Start of PROVIDED PASSAGE

Ballistics is a complex and highly technical subject. In this book, it will be covered only in sufficient detail to enable the reader to grasp the essentials.

The subject is generally divided into internal and external ballistics. The first deals with the passage of the projectile up the gun barrel, the second with what happens to the projectile between the gun muzzle and the target. There is a third category -terminal ballistics - concerning what happens when the projectile hits the target, but that has largely been dealt with in the section on projectiles.

Some of the issues involved in internal ballistics have already been touched on. The relationship between the calibre and weight of the projectile and the weight, form and chemical composition of the propellant, together with the barrel length, will determine the pressure exerted on the chamber and gun barrel by the expanding propellant gas, the rate of acceleration of the projectile up the barrel, and the velocity achieved at the muzzle.

A high muzzle velocity is almost always regarded as desirable. In ground fighting, it provides a flatter trajectory and therefore makes it easier to hit distant targets. The armour penetration of solid shot is also, other things being equal, directly related to the striking velocity. In aircraft or anti-aircraft applications, high velocity reduces the time of flight and therefore simplifies aiming at moving targets.

End of PROVIDED PASSAGE

[TASK REQUIREMENTS]
**1.** Answer these questions from the ballistics passage, one per line:
(a) What does external ballistics deal with?
(b) Where has terminal ballistics largely been dealt with?
(c) In aircraft or anti-aircraft applications, what does high velocity reduce?
**2.** Extract word for word the part of the ballistics passage starting at "The subject is" and ending at "section on projectiles.".

Start of INFORMATION PROVIDED

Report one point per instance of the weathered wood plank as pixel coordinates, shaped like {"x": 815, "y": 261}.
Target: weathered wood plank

End of INFORMATION PROVIDED

[EXERCISE SOLUTIONS]
**1.**
(a) What happens to the projectile between the gun muzzle and the target.
(b) In the section on projectiles.
(c) The time of flight.

**2.**
The subject is generally divided into internal and external ballistics. The first deals with the passage of the projectile up the gun barrel, the second with what happens to the projectile between the gun muzzle and the target. There is a third category -terminal ballistics - concerning what happens when the projectile hits the target, but that has largely been dealt with in the section on projectiles.